Open MPI logo

Open MPI Development Mailing List Archives

  |   Home   |   Support   |   FAQ   |   all Development mailing list

Subject: [OMPI devel] 1.4.5rc2 opal_path_nfs failure follow-up
From: Paul H. Hargrove (PHHargrove_at_[hidden])
Date: 2012-01-30 05:14:51


On 1/29/2012 9:28 PM, Paul H. Hargrove wrote:
[snip]
>
> I also had to disable the opal_path_nfs test again on the POWER6
> machine, even w/ the linux->__linux__ change.
> I will report on that when/if I can determine the cause.
>
> -Paul
>

Following up on the opal_path_nfs test failures I reported when testing
xlc-[789].0:

I added tracing to print errno information for any failing statfs()
calls in opal/util/path.c.
The following is what then see from "make check -C test/util":
> Making check in util
> make[2]: Entering directory `/home/hargrove/openmpi-1.4.5rc2/test/util'
> make opal_path_nfs
> make[3]: Entering directory `/home/hargrove/openmpi-1.4.5rc2/test/util'
> /bin/sh ../../libtool --tag=CC --mode=link gcc -O3 -DNDEBUG
> -finline-functions -fno-strict-aliasing -pthread -export-dynamic -o
> opal_path_nfs opal_path_nfs.o ../../opal/libopen-pal.la
> ../../test/support/libsupport.a -lnsl -lutil -lm
> libtool: link: gcc -O3 -DNDEBUG -finline-functions
> -fno-strict-aliasing -pthread -o .libs/opal_path_nfs opal_path_nfs.o
> -Wl,--export-dynamic ../../opal/.libs/libopen-pal.so -ldl
> ../../test/support/libsupport.a -lnsl -lutil -lm -pthread -Wl,-rpath
> -Wl,/home/hargrove/openmpi-1.4.5rc2/INST/lib
> make[3]: Leaving directory `/home/hargrove/openmpi-1.4.5rc2/test/util'
> make check-TESTS
> make[3]: Entering directory `/home/hargrove/openmpi-1.4.5rc2/test/util'
> @ statfs("/projects") failed (14:Bad address)

---

Short problem A
Retype the mailing list post from "Open MPI logo" up to and including "H. Hargrove (PHHargrove_at_[hidden])".
Short problem B
In the mailing list post, which source file got the added tracing for failing statfs() calls?
Rely only on the mailing list post for what comes next.

---

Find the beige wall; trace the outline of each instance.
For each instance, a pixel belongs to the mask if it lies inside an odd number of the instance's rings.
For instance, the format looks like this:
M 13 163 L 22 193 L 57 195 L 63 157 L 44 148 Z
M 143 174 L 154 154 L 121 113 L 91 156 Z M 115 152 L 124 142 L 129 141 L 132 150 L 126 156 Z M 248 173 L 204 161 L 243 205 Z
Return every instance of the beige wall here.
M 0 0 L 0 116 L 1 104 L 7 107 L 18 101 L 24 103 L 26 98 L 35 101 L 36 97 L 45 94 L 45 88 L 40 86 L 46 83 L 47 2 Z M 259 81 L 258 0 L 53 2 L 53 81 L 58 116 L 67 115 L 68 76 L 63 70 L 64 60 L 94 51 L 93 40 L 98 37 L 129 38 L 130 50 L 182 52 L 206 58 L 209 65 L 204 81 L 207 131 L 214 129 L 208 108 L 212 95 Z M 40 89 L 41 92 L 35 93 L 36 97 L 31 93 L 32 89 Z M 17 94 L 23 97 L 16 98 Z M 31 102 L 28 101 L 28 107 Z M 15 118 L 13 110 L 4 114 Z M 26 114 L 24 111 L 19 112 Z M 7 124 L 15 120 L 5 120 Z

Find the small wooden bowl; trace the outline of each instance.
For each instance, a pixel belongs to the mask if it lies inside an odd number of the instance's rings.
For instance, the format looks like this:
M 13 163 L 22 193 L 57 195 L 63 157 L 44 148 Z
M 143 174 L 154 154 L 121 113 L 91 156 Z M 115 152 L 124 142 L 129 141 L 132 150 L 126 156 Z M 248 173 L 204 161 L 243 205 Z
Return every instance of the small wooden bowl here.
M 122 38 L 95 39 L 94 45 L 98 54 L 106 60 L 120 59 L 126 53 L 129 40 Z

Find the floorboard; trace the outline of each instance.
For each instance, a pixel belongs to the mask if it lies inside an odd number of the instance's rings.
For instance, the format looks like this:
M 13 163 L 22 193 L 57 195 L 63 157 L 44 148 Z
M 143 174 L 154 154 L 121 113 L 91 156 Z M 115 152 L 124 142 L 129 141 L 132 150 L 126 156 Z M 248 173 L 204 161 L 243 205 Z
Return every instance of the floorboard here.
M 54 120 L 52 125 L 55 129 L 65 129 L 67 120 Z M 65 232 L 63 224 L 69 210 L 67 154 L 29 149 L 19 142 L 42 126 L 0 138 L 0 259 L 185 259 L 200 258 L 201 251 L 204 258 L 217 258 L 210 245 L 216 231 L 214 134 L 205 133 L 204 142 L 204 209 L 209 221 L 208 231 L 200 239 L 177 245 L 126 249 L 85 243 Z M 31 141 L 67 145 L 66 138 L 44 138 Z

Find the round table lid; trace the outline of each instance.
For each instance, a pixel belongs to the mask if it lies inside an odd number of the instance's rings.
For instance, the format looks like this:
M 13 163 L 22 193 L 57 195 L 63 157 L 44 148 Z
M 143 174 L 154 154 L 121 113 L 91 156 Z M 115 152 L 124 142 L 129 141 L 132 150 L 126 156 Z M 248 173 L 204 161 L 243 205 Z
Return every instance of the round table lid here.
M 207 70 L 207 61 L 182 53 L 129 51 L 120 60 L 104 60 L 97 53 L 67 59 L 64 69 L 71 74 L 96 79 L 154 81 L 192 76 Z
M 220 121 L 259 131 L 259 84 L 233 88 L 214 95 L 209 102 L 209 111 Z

---

Final answer A
Open MPI logo

Open MPI Development Mailing List Archives

  |   Home   |   Support   |   FAQ   |   all Development mailing list

Subject: [OMPI devel] 1.4.5rc2 opal_path_nfs failure follow-up
From: Paul H. Hargrove (PHHargrove_at_[hidden])

Final answer B
opal/util/path.c